Set of tasks
1 – In the Food Network Star blog post below, write out the passage between "No Guarantee" and "what I know.", inclusive.
2 – Resume the Food Network Star blog post below, picking up right after its final sentence.

Sunday, June 17, 2012

No Guarantee

Sorry folks, but I had a hard time keeping up w/ my shows and watching them fully due to Jury Duty.  It's really hard to get other stuff done at the same time and really focus on the TV so usually I had the shows running while doing 2 other things. How do people do the 5 day a week job and get anything done at home?  Anyway, I'll write what I know.

Food Network Star had the contestant teams do food themes:  Gameday, Halloween and cooking for kids.  The teams also had to do their own little show segment w/ Guy Fieri.  Needless to say, it was very hard for the contestants to overshadow Guy cuz he has energy and charisma out the wazoo and he's very experienced being in front of the camera.  I do have to say though, he did a good job of not making the segments about him.  Justin made fried fish bones for his Halloween theme.  Kudos to him for deboning sardines.  Holy cats, that's like picking threads out of a seam when you're sewing.  They also didn't have all day to do their dishes either.  As usual, Marty couldn't shut up and poor Emily had to talk like an auctioneer cuz she had little more than a minute to introduce her dish, idea and be charming.  The Gameday group was kind of a snoresville.  Chicken wings, sliders and cookies?  Really?  How about just a nutritional suppository and a beer?  I really felt sorry for the group cooking for kids.  When cooking for kids, you really should keep it simple and focus on fun.  Spaghetti squash, green smoothies didn't really go over well.  I did notice the one kid who said they liked everything was kind of chubby.  She'd probably happily eat dog food.  The personal pizzas were a good idea but too complicated.  Okay well this time 2 teams were declared the winners w/ the bottom 2 coming from 1 team.  Poor Alton's team were the losers and they had the hardest time since Halloween is specifically seasonal and themed.  Judson and, I think, Emily landed in the bottom.  I was very surprised Marty didn't land in the bottom but her stuffed mushrooms must've been really delicious or else she used the hallucinogenic mushrooms.  I knew this was no contest.  Emily is a great cook, clever and very charming and fun on camera.  Yep, Judson was sent home which is too bad.  He was just grasping onto a good theme to his cooking:  Healthy, tasty weight loss food.  We need that.  Too bad his presentations came over like boring church sermons.

Data rows
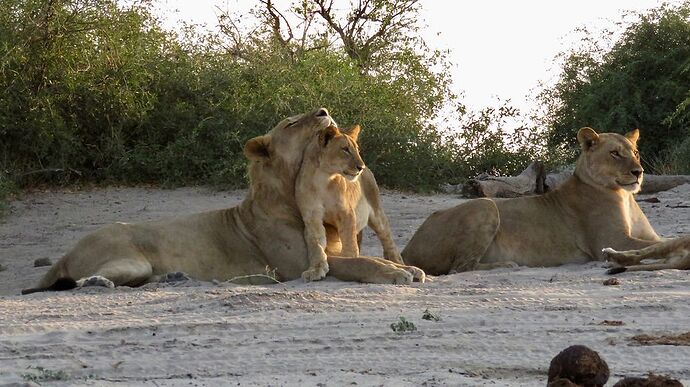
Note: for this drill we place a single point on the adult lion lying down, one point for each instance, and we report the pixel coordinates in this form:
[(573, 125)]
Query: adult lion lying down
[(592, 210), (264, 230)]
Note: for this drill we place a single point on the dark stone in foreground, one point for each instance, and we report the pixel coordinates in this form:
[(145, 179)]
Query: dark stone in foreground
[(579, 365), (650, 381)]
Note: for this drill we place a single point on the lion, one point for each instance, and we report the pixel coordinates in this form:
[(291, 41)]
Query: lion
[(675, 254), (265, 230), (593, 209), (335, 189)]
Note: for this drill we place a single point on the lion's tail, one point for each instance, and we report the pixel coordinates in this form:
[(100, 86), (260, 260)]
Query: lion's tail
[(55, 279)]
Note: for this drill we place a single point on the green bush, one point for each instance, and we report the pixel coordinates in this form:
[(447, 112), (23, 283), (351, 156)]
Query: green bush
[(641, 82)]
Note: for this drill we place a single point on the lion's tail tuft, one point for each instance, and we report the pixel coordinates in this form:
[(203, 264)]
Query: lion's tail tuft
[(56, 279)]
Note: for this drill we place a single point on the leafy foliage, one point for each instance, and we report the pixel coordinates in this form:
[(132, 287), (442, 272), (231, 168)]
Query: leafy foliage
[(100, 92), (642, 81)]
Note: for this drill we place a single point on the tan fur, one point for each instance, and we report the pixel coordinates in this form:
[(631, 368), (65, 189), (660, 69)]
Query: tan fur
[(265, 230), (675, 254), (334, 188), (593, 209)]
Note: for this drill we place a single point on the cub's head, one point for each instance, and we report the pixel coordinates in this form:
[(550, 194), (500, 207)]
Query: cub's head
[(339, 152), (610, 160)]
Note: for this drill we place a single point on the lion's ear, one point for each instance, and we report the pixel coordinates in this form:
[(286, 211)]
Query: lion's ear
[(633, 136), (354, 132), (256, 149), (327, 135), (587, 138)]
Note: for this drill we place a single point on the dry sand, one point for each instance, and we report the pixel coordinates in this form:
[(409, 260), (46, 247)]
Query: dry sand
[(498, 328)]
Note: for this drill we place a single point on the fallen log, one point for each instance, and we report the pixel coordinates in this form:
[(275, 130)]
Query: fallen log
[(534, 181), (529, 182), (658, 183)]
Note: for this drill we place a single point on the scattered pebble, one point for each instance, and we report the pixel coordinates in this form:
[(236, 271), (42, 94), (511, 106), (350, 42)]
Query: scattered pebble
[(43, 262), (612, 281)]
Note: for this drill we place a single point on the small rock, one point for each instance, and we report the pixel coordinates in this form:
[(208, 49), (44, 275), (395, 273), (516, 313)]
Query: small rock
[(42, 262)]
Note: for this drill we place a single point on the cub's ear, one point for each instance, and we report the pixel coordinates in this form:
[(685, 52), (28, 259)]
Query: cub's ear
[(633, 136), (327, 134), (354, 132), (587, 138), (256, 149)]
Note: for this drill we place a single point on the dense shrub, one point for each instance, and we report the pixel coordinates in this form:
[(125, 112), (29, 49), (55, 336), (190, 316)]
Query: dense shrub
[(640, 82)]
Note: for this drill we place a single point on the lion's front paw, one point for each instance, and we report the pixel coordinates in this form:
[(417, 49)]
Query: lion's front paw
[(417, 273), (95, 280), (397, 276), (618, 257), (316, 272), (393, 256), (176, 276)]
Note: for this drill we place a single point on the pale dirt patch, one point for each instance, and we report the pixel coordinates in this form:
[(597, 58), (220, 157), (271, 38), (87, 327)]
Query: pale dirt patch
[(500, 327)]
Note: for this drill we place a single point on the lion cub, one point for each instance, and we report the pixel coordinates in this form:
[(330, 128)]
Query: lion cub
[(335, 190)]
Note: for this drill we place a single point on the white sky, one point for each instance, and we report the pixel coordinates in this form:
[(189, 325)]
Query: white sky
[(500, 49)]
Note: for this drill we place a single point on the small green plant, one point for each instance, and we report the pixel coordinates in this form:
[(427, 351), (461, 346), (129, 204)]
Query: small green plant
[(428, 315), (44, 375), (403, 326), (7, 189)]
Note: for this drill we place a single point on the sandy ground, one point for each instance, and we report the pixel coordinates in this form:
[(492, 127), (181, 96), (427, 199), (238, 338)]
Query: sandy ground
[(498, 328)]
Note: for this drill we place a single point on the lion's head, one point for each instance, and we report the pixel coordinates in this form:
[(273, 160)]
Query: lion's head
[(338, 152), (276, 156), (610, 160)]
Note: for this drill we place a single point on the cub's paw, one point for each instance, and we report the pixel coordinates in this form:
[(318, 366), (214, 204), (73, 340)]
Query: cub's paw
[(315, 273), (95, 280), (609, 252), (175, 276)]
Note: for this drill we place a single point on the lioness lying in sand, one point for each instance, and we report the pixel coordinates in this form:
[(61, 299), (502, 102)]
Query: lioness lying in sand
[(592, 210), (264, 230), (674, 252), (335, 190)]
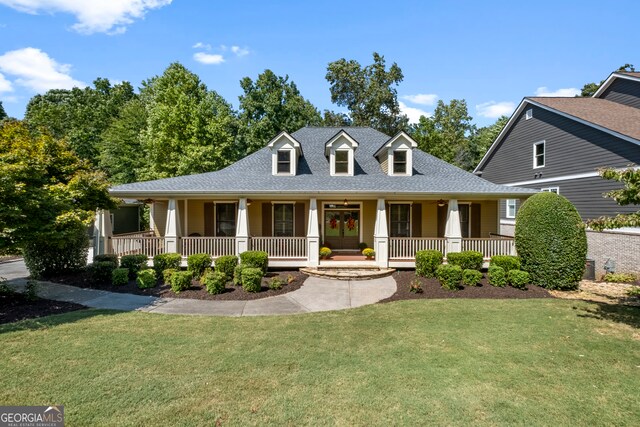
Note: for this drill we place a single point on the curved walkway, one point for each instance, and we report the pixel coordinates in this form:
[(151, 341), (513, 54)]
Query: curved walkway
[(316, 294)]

Responses to the tasks
1 –
No Guarantee

Sorry folks, but I had a hard time keeping up w/ my shows and watching them fully due to Jury Duty.  It's really hard to get other stuff done at the same time and really focus on the TV so usually I had the shows running while doing 2 other things. How do people do the 5 day a week job and get anything done at home?  Anyway, I'll write what I know.

2 –
American Ninja Warrior went to the NorthWest.  I think this course was a little easier because the people didn't have to use the mini tramp but just once.  Yes the slider bar was tricky but if the guys took their time, it was totally doable.   I notice, the name of the game is to finish the course and many times, haste makes waste.  I'm very surprised that experienced guys who have done the Japan courses are totally wiping out.  It was nice to see a couple women actually made it through the first couple of obstacles but couldn't get the spring out of the mini tramp that they needed.  Maybe they need to make a women's edition of the show.  I have to say, this show stays at a high level of interest due to changes of region, participants and courses.  They could really back off of those stupid player profiles.  Really, how many times do you have to remind us someone has diabetes?  Ugh.  I love the bottom line on this show:  No excuses, no do-overs and no whining.

America's Got Talent was in Texas.  The acts looked a lot like last year except for that guy who did sand pictures on a big screen and kept altering them to make a story to a song.  Really awesome talent.  How about the 2 guys balancing on each other?  The amazing part was, the smaller guy was always holding up the bigger guy.  There was a fat chick trying to do a sexy pole dance.  Why didn't the judges buzz her the minute she walked onstage.  I'll never be able to eat butter again.  It was totally cringeworthy and we were all wondering when that pole would just break and fall over.  I love when fatties fall and bounce.  It happens on Biggest Loser and I LOL everytime.  They are doing more montages of buzzed acts.   That's always fun but only if they do them one right after another.  I hate how they do backstories and sob stories of the total losers.  Next!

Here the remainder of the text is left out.